_REQUIRED ACTION_
Whenever a line contains the string "ceiling", copy it out of the entries.
"""
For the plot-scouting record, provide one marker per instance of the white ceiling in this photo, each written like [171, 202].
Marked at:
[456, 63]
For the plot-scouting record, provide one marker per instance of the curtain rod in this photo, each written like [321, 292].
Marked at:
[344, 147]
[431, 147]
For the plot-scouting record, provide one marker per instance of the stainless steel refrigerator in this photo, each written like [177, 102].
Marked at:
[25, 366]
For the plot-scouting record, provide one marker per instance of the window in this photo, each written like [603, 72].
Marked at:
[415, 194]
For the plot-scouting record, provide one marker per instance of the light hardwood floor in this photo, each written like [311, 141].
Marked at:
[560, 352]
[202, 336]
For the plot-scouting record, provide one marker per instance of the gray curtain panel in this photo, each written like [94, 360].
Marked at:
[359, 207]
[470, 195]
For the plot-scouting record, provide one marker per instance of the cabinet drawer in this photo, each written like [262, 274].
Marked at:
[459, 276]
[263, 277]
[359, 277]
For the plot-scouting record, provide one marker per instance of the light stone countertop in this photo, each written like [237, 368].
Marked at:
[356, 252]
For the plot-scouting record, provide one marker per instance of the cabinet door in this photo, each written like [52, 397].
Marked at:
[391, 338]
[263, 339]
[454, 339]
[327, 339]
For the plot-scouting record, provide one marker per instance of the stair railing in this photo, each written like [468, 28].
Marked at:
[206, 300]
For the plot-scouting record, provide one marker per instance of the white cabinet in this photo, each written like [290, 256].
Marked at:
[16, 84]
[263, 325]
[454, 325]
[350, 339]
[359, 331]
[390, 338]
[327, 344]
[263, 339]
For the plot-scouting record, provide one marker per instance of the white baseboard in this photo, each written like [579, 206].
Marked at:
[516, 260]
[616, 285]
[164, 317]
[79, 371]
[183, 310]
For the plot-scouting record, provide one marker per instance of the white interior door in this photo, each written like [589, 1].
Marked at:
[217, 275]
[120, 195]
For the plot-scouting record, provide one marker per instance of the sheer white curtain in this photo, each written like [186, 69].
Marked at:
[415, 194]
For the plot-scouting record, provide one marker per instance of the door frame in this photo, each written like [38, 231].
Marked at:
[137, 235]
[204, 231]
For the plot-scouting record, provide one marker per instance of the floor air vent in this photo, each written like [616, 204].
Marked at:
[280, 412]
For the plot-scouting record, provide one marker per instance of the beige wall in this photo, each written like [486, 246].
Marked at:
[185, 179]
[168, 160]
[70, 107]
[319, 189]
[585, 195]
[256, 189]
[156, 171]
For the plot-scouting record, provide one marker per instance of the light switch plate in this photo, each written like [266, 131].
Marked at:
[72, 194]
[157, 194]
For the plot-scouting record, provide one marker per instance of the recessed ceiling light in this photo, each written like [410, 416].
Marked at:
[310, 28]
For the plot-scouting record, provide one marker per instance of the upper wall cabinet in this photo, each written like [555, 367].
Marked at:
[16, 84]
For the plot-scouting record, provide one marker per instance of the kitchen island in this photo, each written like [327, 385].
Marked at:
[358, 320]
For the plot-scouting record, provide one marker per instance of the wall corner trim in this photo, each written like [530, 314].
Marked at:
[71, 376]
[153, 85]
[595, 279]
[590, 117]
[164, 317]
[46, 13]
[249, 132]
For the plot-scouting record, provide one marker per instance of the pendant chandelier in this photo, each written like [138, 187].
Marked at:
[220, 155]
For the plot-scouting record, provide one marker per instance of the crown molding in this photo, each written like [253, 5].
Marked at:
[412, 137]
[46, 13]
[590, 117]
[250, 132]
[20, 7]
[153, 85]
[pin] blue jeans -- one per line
"""
_SOLVED EXERCISE_
For the plot-scouting record, provide one marker per instance of the white ceiling in this photo, each written like [171, 202].
For the plot-scouting record, provide one marker per instance of the recessed ceiling light in this photo, each written like [410, 416].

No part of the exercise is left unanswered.